TEXT ->
Webb feels "there was something curiously familiar about these supposedly new ideas for high-speed travel". The illustration I mentioned before shows a satirical drawing of a "Hyperloop" labelled "Grand Vacuum Tube Company Direct to Bengal" that would carry passengers from Britain to present-day Bangladesh, a distance of 5,000 miles. This was in 1895.
But the vacuum tube system was not Victorian science fiction, as another illustration in this fascinating book shows a vacuum railway tube that actually operated in London’s Crystal Palace Park in 1867. It ran for 600 yards and the price for the journey was 6d (2½p in decimal currency).
The ‘pneumatic’ trains did not run through vacuum-tight tubes, but in the open air like normal railway trains, but with a cast-iron pipe between the rails. A piston in this pipe was attached to the front carriage of the train, a vacuum was created in the tube, sealed by a leather flap which ran the length of the line, and atmospheric pressure propelled the piston and train forward.
This method worked because it had steam engines placed at intervals along the track that produced and maintained the vacuum so there was no noise or smoke. The trains moved silently and incredibly fast. Isambard Kingsdom Brunel himself was impressed by the system, but the steam engines were inefficient over long distances, making the venture too costly; although Webb relates "that as early as 1847 trains, working on this principle, were running between the English towns of Exeter and Newton Abbot" taking 20 minutes to cover this distance and were faster than electric trains running on this route today.
One version of Steampunk literature creates alternative universes. Images from what may be called classic steampunk set in the nineteenth century are reminiscent of H. G. Wells or Jules Verne. They are indistinguishable at times from those which actually date from that period. The author relates "the closer that a work resembles the world of Verne or Wells, the better and more authentic it is likely to be."
The term 'science fiction' itself dates only from the twentieth century, but the concept is much older than that. In 1666 Margaret Cavendish wrote The Blazing World, which has been described by some as the first science fiction story. Writers of steampunk today look back to the Victorian era and refashion it with anachronistic technology and styles of the time. Some nineteenth-century authors looked forward to a future filled with wonders which were not yet known. Both types of fiction are based on little known incidents and inventions of the real world.
In order to give the illusion that their fictitious novels were actual fact, authors created websites with doctored photos and false dates, but referencing real people, giving credibility to these fake stories. Webb states that "so far we see modern authors of steampunk cannibalising Victorian fiction to enhance their own fictitious work".
Essential to the Steampunk genre is the idea of steam-powered vehicles. The first regular passenger rail service by steam hauled trains using a cable system began running in 1830 between Canterbury and Whitstable. But the first steam engines to carry passengers in Britain were not on railways but along ordinary roads and the first horseless carriage was a steam-powered tractor for hauling artillery around battlefields invented by Frenchman Nicolas Joseph Cugnot in 1770. Another method of propulsion was the use of 'Pocock's Kites', and in 1826 a patent was granted for the “Charvolant” that used wind power to move these horseless vehicles at an average speed of 20mph.

RECORDED INFORMATION ->
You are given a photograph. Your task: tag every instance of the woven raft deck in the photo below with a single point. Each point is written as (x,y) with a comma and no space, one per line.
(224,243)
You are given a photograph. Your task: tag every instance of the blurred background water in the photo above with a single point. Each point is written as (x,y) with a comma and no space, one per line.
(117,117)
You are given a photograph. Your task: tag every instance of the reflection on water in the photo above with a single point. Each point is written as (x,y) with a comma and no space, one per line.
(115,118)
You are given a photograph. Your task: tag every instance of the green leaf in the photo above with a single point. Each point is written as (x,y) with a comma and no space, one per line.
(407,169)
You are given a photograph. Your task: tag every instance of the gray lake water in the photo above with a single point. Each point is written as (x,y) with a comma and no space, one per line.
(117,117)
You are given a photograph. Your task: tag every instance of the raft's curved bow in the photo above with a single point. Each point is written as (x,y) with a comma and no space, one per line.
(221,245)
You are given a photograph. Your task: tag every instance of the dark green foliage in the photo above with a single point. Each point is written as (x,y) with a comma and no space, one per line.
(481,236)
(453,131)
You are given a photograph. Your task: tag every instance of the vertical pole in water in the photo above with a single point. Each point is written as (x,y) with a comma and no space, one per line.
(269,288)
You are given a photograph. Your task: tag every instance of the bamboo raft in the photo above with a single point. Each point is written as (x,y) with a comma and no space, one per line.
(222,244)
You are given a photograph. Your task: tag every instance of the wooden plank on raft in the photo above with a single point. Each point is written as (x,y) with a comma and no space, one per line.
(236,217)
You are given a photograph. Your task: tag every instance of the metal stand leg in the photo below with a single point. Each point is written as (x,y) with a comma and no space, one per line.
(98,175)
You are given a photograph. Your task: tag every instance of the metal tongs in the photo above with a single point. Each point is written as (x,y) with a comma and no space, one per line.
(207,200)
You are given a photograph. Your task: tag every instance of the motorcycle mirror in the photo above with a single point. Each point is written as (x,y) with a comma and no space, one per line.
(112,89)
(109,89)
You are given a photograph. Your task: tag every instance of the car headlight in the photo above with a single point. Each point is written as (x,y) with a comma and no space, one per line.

WHAT THIS EXERCISE ASKS ->
**a.** In the steampunk text, how long was the vacuum railway that operated in Crystal Palace Park in 1867?
**b.** Carry the steampunk text forward from its last sentence.

ANSWERS IN ORDER ->
**a.** 600 yards.

**b.**
Even the Internet was foreseen by the Victorians. The notion of sending complex information hundreds of miles by semaphore or an arrangement of shutters opening and closing accoutring to a carefully constructed code does not sound like a practical proposition, but 200 years ago a chain of semaphore tower did indeed straddle the continent of Europe. It was possible in the early nineteenth century to send a message swiftly from one end of Europe to the other by this means and a system ran from Amsterdam in the north to Venice in the south.
The first telegraph system was between Belleville Saint-Martin-du-Tertre on the outskirts of Paris in July 1793. A message was sent 20 miles away in only 10 minutes and was seen as a triumph for the French people. A British version was built by a clergyman for the British admiralty in 1795.
Did the Victorians have steam-powered aircraft, or is the appearance of heavier than air flight in the steampunk narratives set in the nineteenth century simply a pleasing anachronism? Webb concludes “We know at once that we are firmly and definitely in the realm of fantasy”, so all that can be said about this notion will be of a fictitious nature.
Webb cleverly by-passes this dilemma by discussing the merits of coal-fired aeroplanes, the association being that coal furnaces produced the steam needed to power the machines of the nineteenth century. In actual fact it was coal dust that was used as an energy source, and there is no proof, only rumours, that this energy source was utilised in the real world!
Webb mentions Clément Ader who built a steam-powered, bat-winged monoplane, named the Eole. Ader flew it on October 9, 1890, over a distance of 50 metres (160 ft). The engine was inadequate for sustained, controlled flight, but it did prove that powered heavier-than-air flight was possible. Ader made at least three further attempts for the French Ministry of War. There is controversy about whether or not he attained controlled flight, but he did not obtain funding for his project, and that points to its probable failure. So real Steampunk planes could fly in a straight line but were really with a tiny steam engine, and can only fly with the help of favourable strong winds.
THE MEMORIAL TO JOHN STRINGFELLOW IN CHARD, SOMERSET, SHOWING A REPRESENTATION OF HIS STEAM-POWERED FLYING MACHINE
The people of Chard in Somerset might contest Webb’s account, as they have their own local hero, John Stringfellow, who produced a steam-powered monoplane in 1848. Although this only flew for ten feet at its first attempt, a later version, helped by a guide-wire for take-off, flew freely for thirty yards (27m.) on a straight and level path. Stringfellow’s invention is commemorated by a sculpture of the device in the town's High Street.
In the chapter 'Steam Powered Computers and Mechanical Calculators' the author claims “there is nothing startlingly modern about digital computers”. I beg to disagree with this point of view! New micro-chip processors are at the cutting edge of technology and are startlingly modern. Mechanical calculators and Logogrammatic Tables were the pioneers of this new modern technology. Webb continues “Digital computers themselves, their central processors and memory” were all devised 200 years ago, and goes on to say that these devices of the nineteenth century were until very recently in some cases as fast or faster than modern computers, but he does not give any examples, and it is not clear how he could justify this statement.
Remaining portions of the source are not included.